SOURCE TEXT:
Start
Recent work has begun to tackle the challenge of general task
management at it plays out in email [3, 20, 23]. Given that
many PC users are overwhelmed by the number of tasks
handled through email, this trend is not surprising. This work
suggests that any successful task management resource must
be closely integrated with email functions. But since email is
unlikely to be the entire story, we felt we needed to look at
task management practices more broadly.
In the remainder of this paper we briefly discuss results of a
“snapshot” pilot study and then focus on a longer-term study
of task management representations and practices. We also
discuss our embodiment of some of our fieldwork-driven
ideas in a preliminary design. In our reporting, all people,
project and organization names have been changed or
obscured to protect the privacy of our participants.
A SNAPSHOT STUDY OF TO-DO’S
Prior to beginning an in-depth study of task management, we
conducted a pilot study in which 3 administrative staff, 4
researchers and one manager were asked to show all the
resources where they kept to-dos and count all of the active
to-dos they were currently tracking in each one. Table 1
shows average numbers of to-dos and resources used to
represent them, based on 595 counted by the 8 participants.
End
(Location identification entries)
Start
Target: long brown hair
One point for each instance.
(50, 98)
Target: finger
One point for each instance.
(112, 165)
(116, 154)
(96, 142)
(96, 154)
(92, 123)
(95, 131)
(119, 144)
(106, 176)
End
EXERCISE TASK:
Can you reproduce the portion of the task management passage starting at "A SNAPSHOT STUDY" and ending at "the 8 participants.", word for word? None of the location identification material is needed here.

SOLUTION TO THE PROBLEM:
A SNAPSHOT STUDY OF TO-DO’S
Prior to beginning an in-depth study of task management, we
conducted a pilot study in which 3 administrative staff, 4
researchers and one manager were asked to show all the
resources where they kept to-dos and count all of the active
to-dos they were currently tracking in each one. Table 1
shows average numbers of to-dos and resources used to
represent them, based on 595 counted by the 8 participants.